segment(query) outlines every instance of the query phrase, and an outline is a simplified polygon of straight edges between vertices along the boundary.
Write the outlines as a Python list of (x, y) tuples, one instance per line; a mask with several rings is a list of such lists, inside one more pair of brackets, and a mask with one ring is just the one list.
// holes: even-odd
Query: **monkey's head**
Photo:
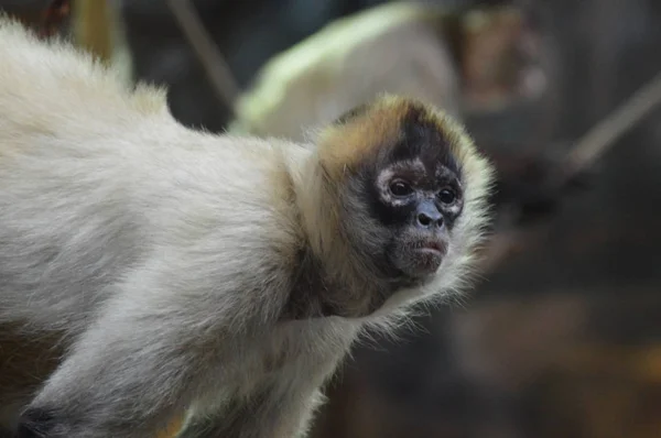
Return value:
[(322, 132), (317, 154), (318, 215), (326, 215), (317, 217), (326, 223), (317, 250), (378, 289), (354, 297), (365, 299), (362, 311), (407, 295), (398, 292), (457, 285), (486, 221), (491, 178), (459, 124), (420, 101), (383, 96)]

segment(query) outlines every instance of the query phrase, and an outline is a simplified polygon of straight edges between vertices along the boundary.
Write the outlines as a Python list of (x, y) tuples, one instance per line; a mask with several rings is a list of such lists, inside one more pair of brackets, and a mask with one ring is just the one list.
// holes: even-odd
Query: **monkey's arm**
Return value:
[(232, 401), (212, 415), (193, 413), (176, 438), (303, 438), (323, 396), (308, 380), (301, 383), (292, 376), (279, 387), (266, 388), (250, 401)]

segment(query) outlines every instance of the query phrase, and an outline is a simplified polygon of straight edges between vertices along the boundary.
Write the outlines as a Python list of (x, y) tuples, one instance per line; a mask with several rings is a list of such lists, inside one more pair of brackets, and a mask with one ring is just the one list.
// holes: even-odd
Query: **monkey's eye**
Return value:
[(394, 196), (409, 196), (413, 193), (413, 187), (403, 180), (395, 180), (390, 184), (390, 193)]
[(443, 204), (453, 204), (457, 199), (457, 194), (449, 188), (438, 191), (438, 200)]

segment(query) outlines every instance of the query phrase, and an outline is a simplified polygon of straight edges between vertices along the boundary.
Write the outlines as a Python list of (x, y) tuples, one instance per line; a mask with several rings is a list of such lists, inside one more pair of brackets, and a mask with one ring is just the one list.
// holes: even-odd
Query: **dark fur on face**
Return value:
[[(397, 112), (390, 119), (390, 129), (397, 131), (388, 136), (391, 144), (354, 166), (345, 205), (366, 223), (351, 238), (380, 275), (415, 284), (433, 276), (448, 251), (464, 206), (462, 169), (453, 139), (427, 108), (407, 101)], [(355, 122), (365, 125), (366, 118), (379, 128), (378, 109), (365, 106), (338, 123), (350, 129)]]

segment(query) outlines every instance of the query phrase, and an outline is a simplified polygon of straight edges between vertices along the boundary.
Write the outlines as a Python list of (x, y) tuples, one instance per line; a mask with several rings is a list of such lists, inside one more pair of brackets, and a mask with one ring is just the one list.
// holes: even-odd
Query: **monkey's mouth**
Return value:
[(433, 274), (441, 266), (447, 253), (447, 244), (442, 240), (425, 240), (412, 252), (412, 264), (419, 275)]

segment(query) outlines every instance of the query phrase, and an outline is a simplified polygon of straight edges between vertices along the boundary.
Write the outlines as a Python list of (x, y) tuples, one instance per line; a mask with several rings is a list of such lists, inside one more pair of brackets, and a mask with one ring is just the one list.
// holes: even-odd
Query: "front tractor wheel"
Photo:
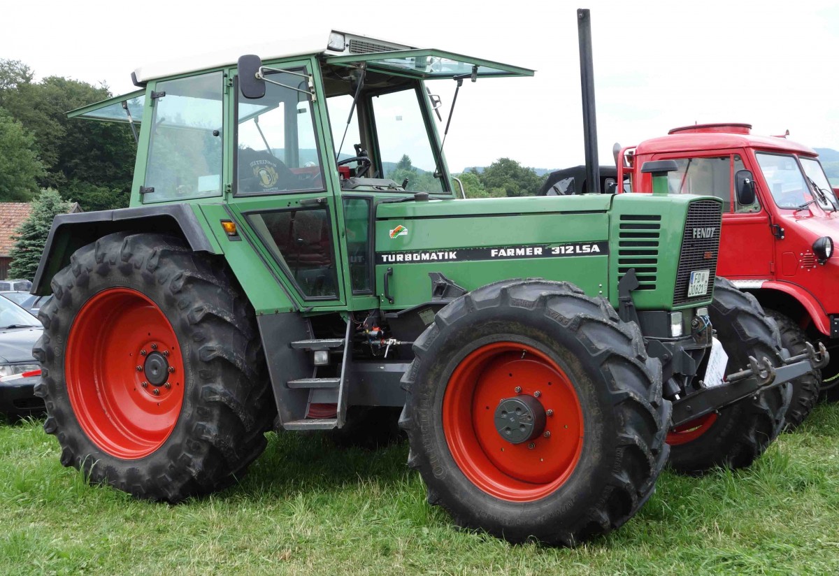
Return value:
[(565, 283), (511, 280), (437, 314), (400, 425), (431, 504), (511, 542), (617, 528), (667, 459), (670, 405), (640, 330)]
[[(753, 296), (717, 277), (709, 314), (728, 355), (726, 374), (748, 367), (749, 356), (782, 363), (778, 326)], [(789, 382), (781, 384), (672, 428), (667, 434), (670, 467), (699, 474), (717, 466), (751, 465), (783, 428), (790, 389)]]
[(105, 236), (70, 262), (53, 279), (34, 350), (61, 463), (169, 502), (231, 484), (275, 413), (236, 281), (155, 234)]

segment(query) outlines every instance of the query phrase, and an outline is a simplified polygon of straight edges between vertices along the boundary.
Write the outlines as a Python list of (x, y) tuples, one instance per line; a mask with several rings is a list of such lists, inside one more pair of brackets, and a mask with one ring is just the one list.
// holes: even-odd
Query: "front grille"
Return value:
[(654, 290), (659, 274), (660, 215), (622, 214), (618, 233), (618, 280), (635, 268), (638, 290)]
[[(673, 293), (674, 306), (707, 300), (713, 291), (722, 225), (722, 207), (719, 202), (697, 200), (688, 208), (676, 272), (676, 286)], [(689, 298), (687, 291), (690, 272), (700, 270), (709, 271), (708, 288), (704, 294)]]
[(399, 49), (393, 46), (388, 46), (383, 44), (378, 44), (376, 42), (369, 42), (367, 40), (357, 40), (355, 39), (350, 39), (350, 53), (351, 54), (372, 54), (373, 52), (392, 52), (393, 50)]

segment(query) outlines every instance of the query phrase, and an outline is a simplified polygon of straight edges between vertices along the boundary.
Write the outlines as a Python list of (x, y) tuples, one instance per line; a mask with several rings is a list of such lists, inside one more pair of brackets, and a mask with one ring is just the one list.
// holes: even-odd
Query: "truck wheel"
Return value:
[[(767, 315), (775, 321), (781, 334), (781, 344), (792, 355), (807, 351), (807, 336), (792, 319), (775, 310), (766, 310)], [(788, 430), (796, 428), (810, 415), (819, 399), (821, 375), (814, 370), (792, 381), (792, 400), (786, 413)]]
[(489, 284), (440, 310), (414, 352), (408, 464), (461, 527), (571, 546), (652, 494), (671, 407), (640, 330), (606, 299), (566, 283)]
[[(749, 355), (765, 356), (775, 366), (780, 363), (778, 327), (753, 296), (717, 277), (709, 314), (717, 338), (728, 355), (726, 373), (747, 367)], [(781, 384), (671, 429), (667, 434), (670, 467), (697, 474), (717, 466), (751, 465), (781, 431), (790, 387)]]
[(122, 232), (76, 251), (51, 285), (35, 393), (61, 464), (172, 503), (240, 478), (276, 407), (227, 268), (180, 239)]

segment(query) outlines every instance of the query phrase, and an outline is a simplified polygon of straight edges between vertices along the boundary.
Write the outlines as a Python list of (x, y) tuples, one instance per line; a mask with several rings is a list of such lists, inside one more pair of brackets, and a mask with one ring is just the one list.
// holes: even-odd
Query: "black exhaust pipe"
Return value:
[(591, 58), (591, 15), (588, 8), (577, 9), (580, 39), (580, 84), (582, 86), (582, 127), (586, 140), (586, 188), (600, 194), (600, 162), (597, 158), (597, 117), (594, 104), (594, 64)]

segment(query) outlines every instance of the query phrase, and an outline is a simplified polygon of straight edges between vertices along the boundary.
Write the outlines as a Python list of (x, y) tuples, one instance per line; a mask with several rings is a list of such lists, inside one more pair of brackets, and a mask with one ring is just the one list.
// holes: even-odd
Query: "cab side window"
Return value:
[(722, 211), (732, 208), (730, 156), (675, 159), (679, 169), (667, 175), (670, 194), (700, 194), (722, 200)]

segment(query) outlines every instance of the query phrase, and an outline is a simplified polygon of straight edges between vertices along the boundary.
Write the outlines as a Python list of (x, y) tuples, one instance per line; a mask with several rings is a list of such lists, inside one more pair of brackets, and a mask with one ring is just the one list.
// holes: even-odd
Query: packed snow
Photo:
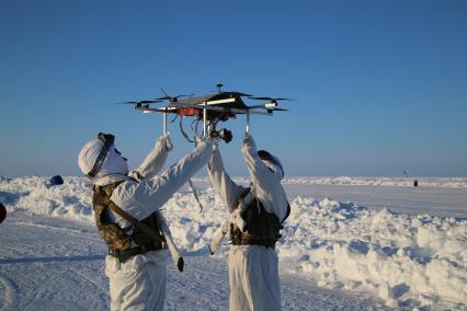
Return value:
[[(73, 276), (73, 281), (64, 290), (82, 291), (80, 279), (87, 279), (94, 288), (90, 295), (99, 289), (93, 309), (105, 309), (109, 295), (102, 266), (105, 245), (93, 228), (91, 184), (84, 177), (73, 176), (66, 177), (62, 186), (48, 186), (46, 181), (37, 176), (0, 177), (0, 201), (9, 211), (8, 219), (0, 224), (0, 242), (7, 245), (0, 249), (0, 309), (8, 310), (12, 306), (34, 309), (33, 304), (46, 303), (44, 295), (36, 292), (30, 297), (14, 291), (25, 286), (34, 292), (33, 285), (60, 281), (59, 275), (44, 268), (54, 261), (67, 263), (68, 268), (64, 269), (68, 273), (70, 266), (79, 270), (80, 277)], [(249, 182), (247, 178), (237, 181)], [(455, 212), (436, 214), (434, 209), (420, 206), (417, 212), (396, 214), (392, 208), (384, 208), (385, 201), (375, 196), (372, 200), (378, 203), (376, 207), (363, 205), (355, 194), (351, 195), (354, 201), (344, 199), (349, 197), (345, 189), (354, 187), (385, 188), (385, 194), (397, 197), (401, 191), (413, 188), (409, 178), (286, 178), (284, 186), (292, 214), (277, 244), (284, 309), (379, 309), (383, 303), (388, 308), (465, 309), (467, 178), (420, 178), (419, 182), (421, 187), (431, 187), (430, 195), (446, 196)], [(163, 206), (175, 243), (189, 256), (186, 274), (179, 275), (170, 267), (168, 307), (204, 309), (203, 303), (215, 303), (206, 309), (226, 309), (225, 265), (229, 246), (209, 256), (207, 244), (226, 219), (227, 211), (220, 198), (206, 185), (206, 180), (198, 178), (196, 184), (203, 211), (187, 189), (176, 193)], [(314, 193), (315, 185), (320, 186), (320, 195)], [(322, 195), (335, 193), (335, 187), (341, 201)], [(455, 200), (448, 200), (452, 194)], [(417, 195), (423, 193), (412, 193)], [(417, 197), (411, 197), (411, 206), (415, 206), (415, 201)], [(58, 233), (58, 238), (50, 232)], [(65, 234), (67, 241), (60, 242), (60, 234)], [(64, 246), (82, 237), (86, 242), (75, 242), (71, 250)], [(52, 242), (46, 244), (43, 239)], [(27, 251), (22, 247), (26, 244), (41, 247), (37, 252)], [(39, 280), (30, 280), (27, 277), (37, 267), (27, 264), (39, 265), (46, 275), (38, 277)], [(203, 285), (194, 286), (193, 281)], [(54, 288), (60, 290), (60, 286)], [(56, 295), (66, 298), (69, 292)], [(184, 297), (185, 302), (180, 297)], [(317, 301), (329, 297), (333, 298)], [(86, 304), (75, 304), (67, 307), (86, 309)], [(59, 309), (58, 306), (54, 308)]]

--------

*Exercise description*: Copy the records from the start through the line containing "101), (383, 96)]", inclusive, changing "vertices" to "corner points" and leaving everything else as it stands. Omit the pictures.

*Full answer*:
segment(query) outlines every instance of the query phrase, and an outline is a simplified polygon of straight edges between corner points along the boundary.
Write the outlines as a Python list of (x, y) tuples, one instance per line; a mask with several rings is a list of such lists, inside one more pair of brackets, and a mask with one ring is just the one list.
// holes: even-odd
Query: **monkey's head**
Photo:
Return value:
[(322, 132), (317, 154), (318, 215), (326, 215), (317, 217), (326, 223), (317, 250), (378, 289), (354, 297), (365, 299), (362, 311), (407, 295), (398, 292), (457, 285), (486, 221), (491, 178), (459, 124), (420, 101), (383, 96)]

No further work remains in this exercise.